## begin

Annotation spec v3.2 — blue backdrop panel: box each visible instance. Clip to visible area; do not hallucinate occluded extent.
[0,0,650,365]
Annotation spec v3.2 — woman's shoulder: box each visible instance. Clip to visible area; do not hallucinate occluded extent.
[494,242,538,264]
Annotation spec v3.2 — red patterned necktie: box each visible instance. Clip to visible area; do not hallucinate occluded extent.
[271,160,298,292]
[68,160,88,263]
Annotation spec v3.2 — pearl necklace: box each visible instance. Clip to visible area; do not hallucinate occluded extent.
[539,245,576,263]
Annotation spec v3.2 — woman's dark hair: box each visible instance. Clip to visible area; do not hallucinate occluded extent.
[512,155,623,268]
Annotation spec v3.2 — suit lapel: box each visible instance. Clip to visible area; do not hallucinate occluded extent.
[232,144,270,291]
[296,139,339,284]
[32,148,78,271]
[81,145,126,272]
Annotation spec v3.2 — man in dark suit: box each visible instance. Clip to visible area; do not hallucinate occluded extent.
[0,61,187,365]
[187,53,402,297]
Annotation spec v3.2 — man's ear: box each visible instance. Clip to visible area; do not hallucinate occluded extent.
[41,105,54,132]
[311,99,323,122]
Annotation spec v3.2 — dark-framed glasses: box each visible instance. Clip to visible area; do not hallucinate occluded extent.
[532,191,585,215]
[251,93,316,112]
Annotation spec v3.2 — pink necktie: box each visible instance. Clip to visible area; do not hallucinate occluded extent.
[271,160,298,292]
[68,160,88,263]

## end

-- What the task requires --
Please copy out every one of the records above, word for word.

-- Response below --
Annotation spec v3.2 — blue backdrop panel: box each visible instance. Clip to visible area; do not hallucinate occluded extent.
[0,0,650,365]
Annotation spec v3.2 — woman's shoulder: box each visible instance. Clip to visible area; do not hallucinate occluded extent.
[494,242,538,264]
Annotation spec v3.2 — red patterned necktie: box each visible instance. Clip to visible area; do not hallucinate occluded extent.
[271,160,298,292]
[68,160,88,263]
Annotation spec v3.2 — pearl necklace: box each visible instance. Clip to visible area; do not hallucinate occluded extent.
[539,245,576,263]
Annotation spec v3.2 — woman's dark hair: box each visible instance. Clip to visible area; do not hallucinate occluded extent.
[512,155,623,268]
Annotation spec v3.2 — suit lapel: box each visible instance. Clip to visible area; do not hallucinate occluded extent.
[232,144,270,291]
[296,139,339,284]
[32,148,78,271]
[81,145,126,272]
Annotation spec v3.2 — man in dark suit: box each visible instance. Clip to visible area; do not hallucinate occluded extent.
[0,61,187,365]
[187,53,402,297]
Annotation spec v3.2 — man's ear: box each visible instance. Clip to visible area; do not hallucinate occluded extent.
[41,105,54,132]
[311,99,323,122]
Annotation spec v3.2 — dark-framed glasses: box each visible instance. Clip to visible area; do not hallucinate occluded extent.
[532,191,585,215]
[251,93,316,112]
Annotation spec v3.2 — pink necktie: box each visible instance. Clip to visible area; do not hallucinate occluded extent.
[271,160,298,292]
[68,160,88,263]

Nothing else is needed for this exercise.